- _SUPPLIED MATERIAL_:
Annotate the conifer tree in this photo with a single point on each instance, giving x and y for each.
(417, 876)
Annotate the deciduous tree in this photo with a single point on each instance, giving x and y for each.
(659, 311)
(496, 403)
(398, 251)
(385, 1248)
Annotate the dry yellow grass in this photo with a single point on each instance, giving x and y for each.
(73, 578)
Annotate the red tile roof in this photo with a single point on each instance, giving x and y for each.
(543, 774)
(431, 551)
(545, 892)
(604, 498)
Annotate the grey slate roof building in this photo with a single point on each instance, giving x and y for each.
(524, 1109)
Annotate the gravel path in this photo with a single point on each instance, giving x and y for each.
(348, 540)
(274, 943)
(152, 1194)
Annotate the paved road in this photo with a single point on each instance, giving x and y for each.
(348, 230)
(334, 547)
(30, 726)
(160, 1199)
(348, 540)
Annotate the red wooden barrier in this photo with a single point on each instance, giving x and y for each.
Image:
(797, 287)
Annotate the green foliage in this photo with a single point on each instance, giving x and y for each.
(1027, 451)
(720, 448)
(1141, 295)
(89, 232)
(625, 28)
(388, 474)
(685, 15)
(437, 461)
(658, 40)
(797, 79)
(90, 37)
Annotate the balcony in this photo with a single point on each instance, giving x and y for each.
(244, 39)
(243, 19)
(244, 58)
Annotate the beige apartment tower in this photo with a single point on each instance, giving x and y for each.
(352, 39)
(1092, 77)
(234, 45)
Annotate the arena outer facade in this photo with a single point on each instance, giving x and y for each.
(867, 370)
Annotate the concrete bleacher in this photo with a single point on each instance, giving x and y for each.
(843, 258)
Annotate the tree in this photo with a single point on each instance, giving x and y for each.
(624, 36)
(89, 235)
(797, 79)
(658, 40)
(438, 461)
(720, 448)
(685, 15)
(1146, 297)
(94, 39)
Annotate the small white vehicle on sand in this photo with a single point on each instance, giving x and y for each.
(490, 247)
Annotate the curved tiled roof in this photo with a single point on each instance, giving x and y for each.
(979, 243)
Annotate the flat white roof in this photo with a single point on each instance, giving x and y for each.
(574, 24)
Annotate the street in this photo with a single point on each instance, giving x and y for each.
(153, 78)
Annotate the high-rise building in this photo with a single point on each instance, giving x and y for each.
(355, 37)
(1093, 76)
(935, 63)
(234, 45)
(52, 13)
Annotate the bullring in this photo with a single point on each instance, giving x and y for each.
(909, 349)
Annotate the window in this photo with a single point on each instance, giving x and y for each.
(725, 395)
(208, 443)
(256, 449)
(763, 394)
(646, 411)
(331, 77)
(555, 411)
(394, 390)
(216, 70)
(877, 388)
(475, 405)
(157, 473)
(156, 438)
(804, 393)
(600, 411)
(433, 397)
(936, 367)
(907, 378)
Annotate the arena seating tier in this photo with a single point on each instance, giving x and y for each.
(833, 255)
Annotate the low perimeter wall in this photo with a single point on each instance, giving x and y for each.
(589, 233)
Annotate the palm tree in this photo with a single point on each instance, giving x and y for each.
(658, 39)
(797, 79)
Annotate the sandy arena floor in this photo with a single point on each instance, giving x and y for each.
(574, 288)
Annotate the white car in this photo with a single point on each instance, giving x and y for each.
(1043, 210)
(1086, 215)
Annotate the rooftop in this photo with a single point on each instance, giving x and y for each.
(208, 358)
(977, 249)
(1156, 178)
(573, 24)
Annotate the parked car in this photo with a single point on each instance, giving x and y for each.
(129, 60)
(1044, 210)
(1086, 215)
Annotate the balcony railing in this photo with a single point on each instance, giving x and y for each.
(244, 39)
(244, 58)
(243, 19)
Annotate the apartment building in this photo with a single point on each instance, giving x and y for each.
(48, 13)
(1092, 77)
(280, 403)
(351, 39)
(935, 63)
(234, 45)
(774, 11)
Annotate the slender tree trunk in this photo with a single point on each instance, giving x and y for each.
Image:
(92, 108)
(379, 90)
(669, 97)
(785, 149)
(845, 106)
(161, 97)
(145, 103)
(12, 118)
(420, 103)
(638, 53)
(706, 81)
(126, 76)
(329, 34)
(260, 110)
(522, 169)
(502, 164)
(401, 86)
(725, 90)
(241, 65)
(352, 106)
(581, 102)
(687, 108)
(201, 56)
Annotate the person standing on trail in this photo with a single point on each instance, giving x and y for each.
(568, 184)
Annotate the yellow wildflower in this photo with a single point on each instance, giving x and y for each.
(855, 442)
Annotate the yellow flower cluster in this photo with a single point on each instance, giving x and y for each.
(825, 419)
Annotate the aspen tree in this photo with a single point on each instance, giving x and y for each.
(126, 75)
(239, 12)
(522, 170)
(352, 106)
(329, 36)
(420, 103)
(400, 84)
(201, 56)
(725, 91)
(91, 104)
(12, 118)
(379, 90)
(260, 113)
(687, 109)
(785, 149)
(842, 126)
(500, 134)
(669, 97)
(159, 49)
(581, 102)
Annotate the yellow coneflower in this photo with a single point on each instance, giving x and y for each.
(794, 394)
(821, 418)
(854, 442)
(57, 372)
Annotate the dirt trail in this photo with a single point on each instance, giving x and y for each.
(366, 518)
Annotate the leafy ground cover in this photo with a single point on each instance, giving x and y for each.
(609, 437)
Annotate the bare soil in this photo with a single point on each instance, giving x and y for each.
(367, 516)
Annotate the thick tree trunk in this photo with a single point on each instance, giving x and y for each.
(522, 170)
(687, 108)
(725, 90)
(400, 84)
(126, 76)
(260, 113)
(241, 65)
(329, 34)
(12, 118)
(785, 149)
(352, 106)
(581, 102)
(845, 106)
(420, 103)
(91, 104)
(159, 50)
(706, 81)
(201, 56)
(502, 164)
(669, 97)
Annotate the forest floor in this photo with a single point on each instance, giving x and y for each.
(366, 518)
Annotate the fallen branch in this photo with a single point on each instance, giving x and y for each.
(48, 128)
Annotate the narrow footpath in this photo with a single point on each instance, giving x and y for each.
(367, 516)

- _WHAT TO WORK ON_: Extract each record, keeping it identical to the original.

- _THE COMPLETED TASK_:
Annotate the conifer tree in this photo with a single point on each instance, giving x and y for each.
(417, 876)
Annotate the deciduous tree in this photo with a single point on each instance, giving x and y for each.
(659, 311)
(496, 403)
(398, 251)
(385, 1248)
Annotate the dry yellow grass in this photo with a single point on each instance, giving x and y for each.
(73, 578)
Annotate the red tile roof in this photo with a single point on each instance, giving x and y for each.
(543, 774)
(431, 551)
(545, 892)
(604, 498)
Annotate the grey slate roof building in this photo with a single point on each instance, giving x and y for each.
(524, 1109)
Annotate the gravel path in this photo with a single point on each instance, giving x and y for each.
(348, 540)
(274, 943)
(152, 1194)
Annotate the paved road in this photo with a single point on each instance, giving x and y for each.
(348, 230)
(334, 547)
(30, 726)
(160, 1199)
(348, 540)
Annotate the red wooden barrier in this photo with a single point on each instance, giving x and y for each.
Image:
(797, 287)
Annotate the green foliage in this photo with a single point on each instance, giving x and y for each.
(1027, 451)
(720, 448)
(1141, 295)
(89, 232)
(625, 28)
(388, 474)
(685, 15)
(437, 461)
(658, 40)
(797, 79)
(90, 37)
Annotate the balcony in this photo with a single point on each instance, giving x and y for each.
(244, 39)
(243, 19)
(244, 58)
Annotate the beige apartment tower in this photo with a single point on each instance, giving x and y for each.
(352, 39)
(1092, 77)
(234, 45)
Annotate the arena outer facade in this photo with a single point on each instance, giving x and y for each.
(867, 370)
Annotate the concrete bleacher in this photo with a single point on each instance, giving x and y for each.
(843, 258)
Annotate the tree in this photo with a single point on each instance, giving x and y for each.
(624, 36)
(89, 235)
(797, 79)
(658, 40)
(438, 461)
(720, 448)
(685, 15)
(1146, 297)
(94, 39)
Annotate the small white vehicle on sand in this photo with a single point on each instance, giving x and y for each.
(490, 247)
Annotate the curved tiled roof in this photo with a single point on each instance, giving x and y for each.
(979, 243)
Annotate the flat white roof in this photo with a single point on each instance, giving x and y for each.
(574, 24)
Annotate the street in this photo with a single point on each instance, giving x and y for each.
(153, 78)
Annotate the high-rise building in this photo with a single point on each instance, giving x and y for each.
(355, 37)
(1093, 76)
(935, 63)
(234, 45)
(52, 13)
Annotate the bullring in this photo with a single point on each instance, giving x and y for each.
(909, 349)
Annotate the window in this photo with a single point on each instance, giving x and y for each.
(725, 395)
(208, 443)
(256, 449)
(763, 394)
(646, 411)
(331, 77)
(555, 411)
(394, 390)
(216, 70)
(877, 388)
(475, 405)
(157, 473)
(156, 438)
(804, 393)
(600, 411)
(433, 397)
(936, 367)
(907, 378)
Annotate the arena seating tier in this photo with a single point on each instance, giving x and y for each.
(833, 255)
Annotate the low perimeter wall in this photo with a single point on each instance, giving x and y for each.
(589, 233)
Annotate the palm tree in this photo with a single point on each instance, giving x and y for each.
(658, 39)
(797, 79)
Annotate the sandy arena floor in this photo with a single point on each instance, giving x and y for each.
(574, 288)
Annotate the white car in this photo with a single point on each instance, giving x and y for each.
(1043, 210)
(1086, 215)
Annotate the rooftop in this photo with a single point on each instance, giving x and y for each.
(208, 358)
(977, 249)
(1156, 178)
(573, 24)
Annotate the parked car in this photo with a single point on each instance, giving x and y for each.
(129, 60)
(1044, 210)
(1086, 215)
Annotate the balcony railing in this photo with a single point on each instance, giving x and y for each.
(244, 39)
(244, 58)
(243, 19)
Annotate the apartment building in this photo with a single point on each instance, giving x and y for each.
(48, 13)
(1092, 77)
(280, 403)
(351, 39)
(935, 63)
(234, 45)
(774, 11)
Annotate the slender tree trunk in this photo with a single point on each instance, giving x and y for each.
Image:
(92, 108)
(379, 90)
(669, 97)
(785, 149)
(845, 106)
(161, 97)
(145, 103)
(12, 118)
(420, 103)
(638, 53)
(706, 81)
(126, 76)
(329, 34)
(260, 110)
(522, 169)
(502, 164)
(401, 86)
(725, 90)
(241, 65)
(352, 106)
(581, 102)
(687, 108)
(201, 56)
Annotate the person standing on trail in this photo with a single point on each instance, giving x and y for each.
(568, 184)
Annotate the yellow wildflower in this photo with a single point on each instance, giving x and y for each.
(855, 442)
Annotate the yellow flower cluster in this photo with a single point on each instance, giving x and y for each.
(825, 419)
Annotate the aspen tree in this photo with a single point on each instance, giving x and y for each.
(126, 75)
(239, 12)
(522, 170)
(352, 106)
(329, 36)
(420, 103)
(400, 84)
(201, 56)
(725, 91)
(91, 104)
(12, 118)
(379, 90)
(260, 113)
(687, 109)
(785, 149)
(842, 126)
(500, 134)
(669, 97)
(159, 49)
(581, 102)
Annotate the yellow coneflower in this photo with a single point on each instance, giving x and y for each.
(794, 394)
(821, 418)
(854, 442)
(57, 372)
Annotate the dirt trail in this photo with a single point on each instance, giving x and y for each.
(366, 518)
Annotate the leafy ground cover in this photo with a single point on each instance, giving x and y for each.
(609, 437)
Annotate the bare soil in this photo with a single point on each instance, giving x and y for each.
(367, 516)
Annotate the thick tree trunk in this photo with a single point on each instance, giving x and y for each.
(522, 170)
(687, 108)
(725, 90)
(400, 84)
(126, 76)
(260, 113)
(241, 65)
(329, 34)
(12, 118)
(785, 149)
(352, 106)
(581, 102)
(845, 106)
(420, 103)
(91, 104)
(159, 50)
(706, 81)
(201, 56)
(502, 164)
(669, 97)
Annotate the forest floor in this photo with a single point on each instance, giving x and y for each.
(366, 518)
Annotate the fallen branch in this photo with a single point on each instance, giving x and y for each.
(48, 128)
Annotate the narrow footpath in this photo with a single point on each instance, giving x and y for each.
(367, 516)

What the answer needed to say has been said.